WHAT THE TASK REQUIRES: Your task is to quote the material that follows, in full and exactly.

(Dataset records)
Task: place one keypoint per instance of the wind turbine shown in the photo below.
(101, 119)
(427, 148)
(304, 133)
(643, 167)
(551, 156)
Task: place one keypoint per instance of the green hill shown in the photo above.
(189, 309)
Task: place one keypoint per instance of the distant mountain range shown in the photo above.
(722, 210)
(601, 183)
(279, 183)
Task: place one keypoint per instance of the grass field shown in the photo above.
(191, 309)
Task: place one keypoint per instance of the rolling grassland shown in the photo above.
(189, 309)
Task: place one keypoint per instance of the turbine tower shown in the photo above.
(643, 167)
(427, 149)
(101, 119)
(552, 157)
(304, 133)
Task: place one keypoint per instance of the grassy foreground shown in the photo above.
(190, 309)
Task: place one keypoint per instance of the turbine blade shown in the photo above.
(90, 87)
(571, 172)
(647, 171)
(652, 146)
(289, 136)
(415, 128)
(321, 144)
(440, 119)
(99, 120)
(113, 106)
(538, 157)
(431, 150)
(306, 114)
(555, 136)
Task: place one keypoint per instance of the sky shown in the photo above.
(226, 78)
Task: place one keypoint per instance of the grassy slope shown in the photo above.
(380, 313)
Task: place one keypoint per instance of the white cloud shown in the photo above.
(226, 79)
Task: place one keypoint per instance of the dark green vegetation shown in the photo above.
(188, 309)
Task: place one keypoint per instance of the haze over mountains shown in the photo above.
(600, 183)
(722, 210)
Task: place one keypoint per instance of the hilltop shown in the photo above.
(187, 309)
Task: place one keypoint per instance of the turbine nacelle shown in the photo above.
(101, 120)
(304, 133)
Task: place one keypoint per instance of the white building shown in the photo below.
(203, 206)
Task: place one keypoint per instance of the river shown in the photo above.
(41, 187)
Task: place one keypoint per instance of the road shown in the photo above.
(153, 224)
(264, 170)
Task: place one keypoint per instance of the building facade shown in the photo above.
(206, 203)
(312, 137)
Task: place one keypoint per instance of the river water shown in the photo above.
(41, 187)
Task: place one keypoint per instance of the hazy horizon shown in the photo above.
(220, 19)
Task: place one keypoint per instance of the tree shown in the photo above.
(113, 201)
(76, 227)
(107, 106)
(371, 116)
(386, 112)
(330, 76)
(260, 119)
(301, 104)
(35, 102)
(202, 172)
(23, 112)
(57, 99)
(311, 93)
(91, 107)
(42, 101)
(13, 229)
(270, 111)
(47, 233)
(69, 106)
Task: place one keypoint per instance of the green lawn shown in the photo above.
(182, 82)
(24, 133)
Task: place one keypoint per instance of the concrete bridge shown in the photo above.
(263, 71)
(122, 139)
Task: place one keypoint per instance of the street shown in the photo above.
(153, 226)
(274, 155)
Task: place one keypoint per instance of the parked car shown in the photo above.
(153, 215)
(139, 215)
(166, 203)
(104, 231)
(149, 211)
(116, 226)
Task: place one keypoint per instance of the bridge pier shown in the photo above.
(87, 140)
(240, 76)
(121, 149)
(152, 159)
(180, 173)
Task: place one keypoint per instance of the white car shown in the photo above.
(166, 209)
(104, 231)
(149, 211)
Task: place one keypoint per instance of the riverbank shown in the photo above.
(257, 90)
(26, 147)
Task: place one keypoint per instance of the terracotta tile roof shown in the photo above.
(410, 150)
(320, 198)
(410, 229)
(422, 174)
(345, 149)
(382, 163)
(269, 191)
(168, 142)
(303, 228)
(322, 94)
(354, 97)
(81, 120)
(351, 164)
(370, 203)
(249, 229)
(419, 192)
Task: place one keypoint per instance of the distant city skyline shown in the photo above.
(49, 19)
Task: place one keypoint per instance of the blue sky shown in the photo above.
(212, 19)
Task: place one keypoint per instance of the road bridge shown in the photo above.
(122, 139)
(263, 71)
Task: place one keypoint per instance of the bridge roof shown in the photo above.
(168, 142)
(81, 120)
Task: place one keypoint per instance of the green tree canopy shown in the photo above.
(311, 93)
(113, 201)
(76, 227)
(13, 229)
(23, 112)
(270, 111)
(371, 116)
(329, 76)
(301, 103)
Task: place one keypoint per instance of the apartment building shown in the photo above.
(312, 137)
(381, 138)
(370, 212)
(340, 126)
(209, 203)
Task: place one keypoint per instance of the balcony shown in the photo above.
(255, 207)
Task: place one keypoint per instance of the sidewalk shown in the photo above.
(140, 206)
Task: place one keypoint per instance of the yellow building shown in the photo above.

ANSWER TO THE TASK:
Task: place one keypoint per instance of the wind turbine shown in the photo below.
(101, 119)
(427, 148)
(304, 133)
(643, 167)
(551, 156)
Task: place one keypoint per instance of the green hill shown in the photo above.
(189, 309)
Task: place one keypoint per instance of the distant mountain range shown in the photo above.
(722, 210)
(601, 183)
(279, 183)
Task: place one keypoint per instance of the grass field shown in the photo above.
(191, 309)
Task: place one keypoint per instance of the rolling grassland shown in the photo above.
(189, 309)
Task: place one keypoint per instance of the turbine tower shown in the photo above.
(643, 167)
(427, 149)
(101, 119)
(552, 157)
(304, 133)
Task: place one keypoint per instance of the grassy foreground shown in the photo above.
(190, 309)
Task: place one keypoint per instance of the turbine blade shown in the photo above.
(90, 87)
(571, 172)
(647, 171)
(652, 146)
(289, 136)
(415, 128)
(321, 144)
(440, 119)
(99, 120)
(113, 106)
(538, 157)
(431, 150)
(306, 114)
(555, 136)
Task: place one keypoint per instance of the sky shown in the photo above.
(226, 78)
Task: place one keypoint per instance of the grassy slope shown in the photo above.
(380, 313)
Task: place one keypoint per instance of the white cloud shown in the photo above.
(226, 79)
Task: place one keypoint per instance of the dark green vegetation shown in the photo above.
(188, 309)
Task: place one keypoint per instance of the haze over mountains shown in the photo above.
(600, 183)
(722, 210)
Task: place one keypoint per instance of the hilltop shown in the photo above.
(187, 309)
Task: place one keypoint per instance of the turbine nacelle shown in the photo above.
(101, 120)
(304, 133)
Task: place one keypoint per instance of the white building shown in the photo below.
(203, 206)
Task: place one keypoint per instance of the river shown in the photo above.
(41, 187)
Task: place one keypoint per instance of the road shown in the photo above.
(153, 224)
(264, 170)
Task: place one keypoint per instance of the building facade shown in the photo above.
(206, 203)
(312, 137)
Task: place one keypoint per instance of the river water shown in the photo above.
(41, 187)
Task: place one keypoint per instance of the hazy horizon shown in the photo above.
(220, 19)
Task: place one keypoint per instance of the tree shown in the photo above.
(113, 201)
(76, 227)
(107, 106)
(371, 116)
(386, 112)
(330, 76)
(260, 119)
(301, 104)
(35, 102)
(202, 172)
(23, 112)
(57, 99)
(311, 93)
(91, 107)
(42, 101)
(13, 229)
(270, 111)
(47, 233)
(69, 106)
Task: place one keypoint per instance of the green lawn shown in the photo above.
(182, 82)
(24, 133)
Task: place one keypoint per instance of the concrete bridge shown in the photo above.
(263, 71)
(122, 139)
Task: place one keypoint per instance of the street shown in the photo above.
(153, 226)
(274, 155)
Task: place one keypoint per instance of the parked car shown in the photo above.
(153, 215)
(139, 215)
(166, 203)
(104, 231)
(149, 211)
(116, 226)
Task: place one keypoint per instance of the bridge pier shown in the photo above.
(87, 140)
(240, 76)
(121, 149)
(152, 159)
(180, 173)
Task: place one keypoint per instance of the white car shown in the photo above.
(166, 209)
(104, 231)
(149, 211)
Task: place one keypoint per instance of the riverbank shown in the photo above.
(257, 90)
(26, 147)
Task: place one keypoint per instance of the terracotta tile roof shown in the photo above.
(410, 150)
(320, 198)
(410, 229)
(422, 174)
(345, 149)
(382, 163)
(269, 191)
(168, 142)
(303, 228)
(322, 94)
(354, 97)
(81, 120)
(351, 164)
(370, 203)
(249, 229)
(419, 192)
Task: place one keypoint per instance of the distant city skyline shown in the photo above.
(49, 19)
Task: place one keypoint per instance of the blue sky shown in the photo above.
(212, 19)
Task: place one keypoint per instance of the road bridge shown in the photo above.
(122, 139)
(263, 71)
Task: place one keypoint per instance of the bridge roof shown in the photo above.
(168, 142)
(81, 120)
Task: place one keypoint per instance of the green tree canopy shown in the photo above.
(311, 93)
(113, 201)
(76, 227)
(13, 229)
(23, 112)
(270, 111)
(371, 116)
(329, 76)
(301, 103)
Task: place one keypoint per instance of the apartment building shown in the photo above.
(312, 137)
(381, 138)
(370, 212)
(340, 126)
(209, 203)
Task: place one keypoint per instance of the balcony shown in the photo above.
(255, 207)
Task: place one keypoint per instance of the sidewalk shown in the photo above.
(140, 206)
Task: place one keypoint per instance of the yellow building shown in the photo above.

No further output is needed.